_Problem details_: Reproduce the items below, swapping "Highlight" for "Mark" wherever it occurs and leaving everything else unchanged.

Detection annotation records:
■ ■ ■ ■
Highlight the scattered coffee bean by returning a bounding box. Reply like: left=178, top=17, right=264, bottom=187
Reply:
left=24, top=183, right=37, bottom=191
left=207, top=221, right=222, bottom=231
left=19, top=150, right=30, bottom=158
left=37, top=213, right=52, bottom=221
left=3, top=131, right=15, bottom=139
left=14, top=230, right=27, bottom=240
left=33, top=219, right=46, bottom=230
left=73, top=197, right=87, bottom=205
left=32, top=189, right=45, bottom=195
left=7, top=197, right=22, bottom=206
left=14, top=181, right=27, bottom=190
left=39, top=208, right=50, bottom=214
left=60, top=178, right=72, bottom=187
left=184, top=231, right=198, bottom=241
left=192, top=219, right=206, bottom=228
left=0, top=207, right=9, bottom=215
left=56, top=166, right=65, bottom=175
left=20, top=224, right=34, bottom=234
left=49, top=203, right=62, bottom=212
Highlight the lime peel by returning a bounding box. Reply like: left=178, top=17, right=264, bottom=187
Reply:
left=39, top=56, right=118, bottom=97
■ ■ ■ ■
_Answer_:
Mark the scattered coffee bean by returning a bounding box. Reply like: left=178, top=17, right=264, bottom=187
Reply:
left=24, top=183, right=37, bottom=191
left=207, top=221, right=222, bottom=231
left=19, top=150, right=30, bottom=158
left=37, top=213, right=52, bottom=221
left=3, top=131, right=15, bottom=139
left=14, top=230, right=27, bottom=240
left=33, top=219, right=46, bottom=230
left=73, top=197, right=87, bottom=205
left=32, top=189, right=45, bottom=195
left=7, top=197, right=22, bottom=206
left=14, top=181, right=27, bottom=190
left=39, top=208, right=50, bottom=214
left=60, top=178, right=72, bottom=187
left=184, top=231, right=198, bottom=241
left=192, top=219, right=206, bottom=228
left=0, top=207, right=9, bottom=215
left=56, top=166, right=65, bottom=175
left=20, top=224, right=34, bottom=234
left=49, top=203, right=62, bottom=212
Mark the lime peel by returning a bounding box. Reply like: left=178, top=17, right=264, bottom=187
Reply:
left=39, top=56, right=118, bottom=97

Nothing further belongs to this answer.